:: Data listing ::
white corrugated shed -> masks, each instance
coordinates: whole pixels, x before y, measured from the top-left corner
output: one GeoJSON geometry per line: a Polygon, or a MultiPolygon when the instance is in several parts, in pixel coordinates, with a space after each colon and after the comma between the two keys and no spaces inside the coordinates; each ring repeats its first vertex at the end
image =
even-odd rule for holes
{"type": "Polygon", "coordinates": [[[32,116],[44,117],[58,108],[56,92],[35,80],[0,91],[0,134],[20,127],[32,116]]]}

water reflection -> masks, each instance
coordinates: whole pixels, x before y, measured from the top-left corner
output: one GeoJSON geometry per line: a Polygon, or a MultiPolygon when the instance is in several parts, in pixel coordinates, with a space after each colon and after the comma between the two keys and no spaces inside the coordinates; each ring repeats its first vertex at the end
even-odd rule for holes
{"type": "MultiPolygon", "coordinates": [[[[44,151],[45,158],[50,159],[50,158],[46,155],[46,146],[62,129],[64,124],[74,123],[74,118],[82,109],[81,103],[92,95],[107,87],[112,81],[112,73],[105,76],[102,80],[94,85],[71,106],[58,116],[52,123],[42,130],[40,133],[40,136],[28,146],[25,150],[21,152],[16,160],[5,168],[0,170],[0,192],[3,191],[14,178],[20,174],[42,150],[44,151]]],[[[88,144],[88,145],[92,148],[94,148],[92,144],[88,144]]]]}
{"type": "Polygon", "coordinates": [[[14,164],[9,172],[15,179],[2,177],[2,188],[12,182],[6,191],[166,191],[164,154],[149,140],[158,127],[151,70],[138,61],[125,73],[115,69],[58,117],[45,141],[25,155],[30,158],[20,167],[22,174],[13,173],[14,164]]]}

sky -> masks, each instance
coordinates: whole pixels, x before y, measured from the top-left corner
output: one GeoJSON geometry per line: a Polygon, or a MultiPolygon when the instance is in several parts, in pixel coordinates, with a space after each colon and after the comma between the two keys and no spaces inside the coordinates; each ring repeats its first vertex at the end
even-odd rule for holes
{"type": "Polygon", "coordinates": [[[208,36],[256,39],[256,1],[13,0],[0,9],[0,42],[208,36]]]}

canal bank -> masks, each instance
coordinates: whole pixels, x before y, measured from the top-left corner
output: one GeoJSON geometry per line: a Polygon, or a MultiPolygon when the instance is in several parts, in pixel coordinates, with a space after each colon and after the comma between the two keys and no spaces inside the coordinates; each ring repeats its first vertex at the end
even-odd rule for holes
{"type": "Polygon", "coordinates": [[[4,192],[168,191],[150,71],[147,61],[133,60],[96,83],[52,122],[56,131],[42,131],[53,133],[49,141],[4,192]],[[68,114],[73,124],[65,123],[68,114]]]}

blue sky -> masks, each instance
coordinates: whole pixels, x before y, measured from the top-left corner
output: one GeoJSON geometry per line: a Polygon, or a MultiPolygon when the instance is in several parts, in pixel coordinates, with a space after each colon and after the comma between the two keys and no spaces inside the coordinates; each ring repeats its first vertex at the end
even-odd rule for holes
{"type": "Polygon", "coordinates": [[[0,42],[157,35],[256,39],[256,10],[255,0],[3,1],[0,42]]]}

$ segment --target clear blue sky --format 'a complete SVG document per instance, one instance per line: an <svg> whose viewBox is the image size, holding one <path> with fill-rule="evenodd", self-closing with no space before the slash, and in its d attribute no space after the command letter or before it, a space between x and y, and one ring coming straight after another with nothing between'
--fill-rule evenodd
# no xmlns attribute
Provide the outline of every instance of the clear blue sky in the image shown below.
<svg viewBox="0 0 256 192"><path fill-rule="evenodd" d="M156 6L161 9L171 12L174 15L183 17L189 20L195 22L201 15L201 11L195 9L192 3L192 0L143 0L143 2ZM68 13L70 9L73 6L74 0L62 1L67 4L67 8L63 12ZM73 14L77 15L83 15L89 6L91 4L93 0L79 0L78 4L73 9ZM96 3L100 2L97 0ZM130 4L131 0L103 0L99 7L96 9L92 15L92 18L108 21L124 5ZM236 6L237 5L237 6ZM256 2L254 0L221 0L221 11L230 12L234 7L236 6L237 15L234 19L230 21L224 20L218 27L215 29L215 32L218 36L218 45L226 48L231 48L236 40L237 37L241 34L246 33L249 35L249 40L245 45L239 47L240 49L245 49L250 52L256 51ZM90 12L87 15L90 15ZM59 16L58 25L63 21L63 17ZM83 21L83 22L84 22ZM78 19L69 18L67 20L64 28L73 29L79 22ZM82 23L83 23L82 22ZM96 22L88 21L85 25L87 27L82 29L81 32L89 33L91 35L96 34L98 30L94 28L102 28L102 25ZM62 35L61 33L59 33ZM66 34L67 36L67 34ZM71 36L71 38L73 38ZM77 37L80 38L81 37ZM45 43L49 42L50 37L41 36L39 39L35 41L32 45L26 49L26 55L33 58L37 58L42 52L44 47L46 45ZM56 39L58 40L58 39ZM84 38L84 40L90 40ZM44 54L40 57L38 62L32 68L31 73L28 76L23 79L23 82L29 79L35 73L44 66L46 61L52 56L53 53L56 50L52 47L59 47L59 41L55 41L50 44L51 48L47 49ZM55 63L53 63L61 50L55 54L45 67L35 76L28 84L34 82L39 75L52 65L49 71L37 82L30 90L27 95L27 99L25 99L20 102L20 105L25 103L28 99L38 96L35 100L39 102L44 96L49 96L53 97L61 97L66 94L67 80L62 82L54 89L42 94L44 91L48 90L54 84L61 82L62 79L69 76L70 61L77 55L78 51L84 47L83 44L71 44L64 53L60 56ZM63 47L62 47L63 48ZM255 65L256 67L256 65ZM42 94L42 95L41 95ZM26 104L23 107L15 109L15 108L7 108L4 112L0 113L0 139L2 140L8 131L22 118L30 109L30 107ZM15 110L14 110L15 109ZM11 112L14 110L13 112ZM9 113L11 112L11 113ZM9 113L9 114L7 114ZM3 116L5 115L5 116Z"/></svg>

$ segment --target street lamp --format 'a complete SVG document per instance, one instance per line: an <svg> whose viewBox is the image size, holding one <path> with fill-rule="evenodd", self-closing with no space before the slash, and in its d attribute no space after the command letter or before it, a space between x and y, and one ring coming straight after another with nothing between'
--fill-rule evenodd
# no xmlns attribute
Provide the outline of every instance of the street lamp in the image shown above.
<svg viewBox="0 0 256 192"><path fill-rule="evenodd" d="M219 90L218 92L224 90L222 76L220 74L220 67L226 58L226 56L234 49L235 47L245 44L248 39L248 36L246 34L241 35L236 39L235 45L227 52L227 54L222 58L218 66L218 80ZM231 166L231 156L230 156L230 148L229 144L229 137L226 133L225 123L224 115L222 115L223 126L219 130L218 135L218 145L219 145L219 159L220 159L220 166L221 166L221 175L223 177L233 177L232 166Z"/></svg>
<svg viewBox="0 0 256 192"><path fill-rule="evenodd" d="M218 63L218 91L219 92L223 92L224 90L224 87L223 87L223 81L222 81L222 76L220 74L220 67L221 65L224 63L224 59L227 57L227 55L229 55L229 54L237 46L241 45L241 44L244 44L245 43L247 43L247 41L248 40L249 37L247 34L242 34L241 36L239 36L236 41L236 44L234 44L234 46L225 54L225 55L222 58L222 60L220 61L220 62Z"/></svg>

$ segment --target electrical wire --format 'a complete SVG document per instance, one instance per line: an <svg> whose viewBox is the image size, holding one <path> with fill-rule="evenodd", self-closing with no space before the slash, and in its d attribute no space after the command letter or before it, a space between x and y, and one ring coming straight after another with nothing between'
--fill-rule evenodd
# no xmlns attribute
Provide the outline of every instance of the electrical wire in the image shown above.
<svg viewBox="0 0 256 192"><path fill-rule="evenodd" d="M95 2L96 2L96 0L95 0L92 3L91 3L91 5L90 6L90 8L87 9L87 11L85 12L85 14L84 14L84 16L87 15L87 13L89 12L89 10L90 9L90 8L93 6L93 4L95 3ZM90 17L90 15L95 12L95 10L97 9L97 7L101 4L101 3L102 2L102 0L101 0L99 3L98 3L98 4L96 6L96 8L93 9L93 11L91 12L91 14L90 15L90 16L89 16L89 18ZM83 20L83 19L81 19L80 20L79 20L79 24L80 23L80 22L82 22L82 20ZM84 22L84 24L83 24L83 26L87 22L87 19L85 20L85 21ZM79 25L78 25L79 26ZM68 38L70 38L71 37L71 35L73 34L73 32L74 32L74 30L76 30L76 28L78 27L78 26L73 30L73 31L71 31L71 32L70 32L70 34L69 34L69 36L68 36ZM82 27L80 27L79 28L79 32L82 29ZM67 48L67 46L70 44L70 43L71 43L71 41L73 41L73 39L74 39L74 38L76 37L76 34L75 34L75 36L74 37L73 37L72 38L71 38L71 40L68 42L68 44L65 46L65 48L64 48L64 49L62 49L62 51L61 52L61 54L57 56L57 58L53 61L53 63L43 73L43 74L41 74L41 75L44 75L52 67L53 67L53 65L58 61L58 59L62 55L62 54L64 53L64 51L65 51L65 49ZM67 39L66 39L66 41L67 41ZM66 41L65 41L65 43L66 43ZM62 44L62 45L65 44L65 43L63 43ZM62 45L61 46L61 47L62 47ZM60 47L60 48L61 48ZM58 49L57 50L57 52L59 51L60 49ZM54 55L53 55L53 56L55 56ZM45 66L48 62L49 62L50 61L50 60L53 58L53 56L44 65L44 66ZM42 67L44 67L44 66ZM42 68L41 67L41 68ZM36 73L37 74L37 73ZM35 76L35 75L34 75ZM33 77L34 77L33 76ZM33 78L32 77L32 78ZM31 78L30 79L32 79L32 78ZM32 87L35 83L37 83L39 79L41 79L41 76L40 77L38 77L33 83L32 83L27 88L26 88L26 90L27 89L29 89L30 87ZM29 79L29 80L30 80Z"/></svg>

:: Exercise brief ::
Gather and copy out each line of the data above that contains the string "masks" with matching case.

:: Task solution ::
white corrugated shed -> masks, each instance
water reflection -> masks, each instance
sky -> masks, each instance
canal bank -> masks, each instance
blue sky -> masks, each instance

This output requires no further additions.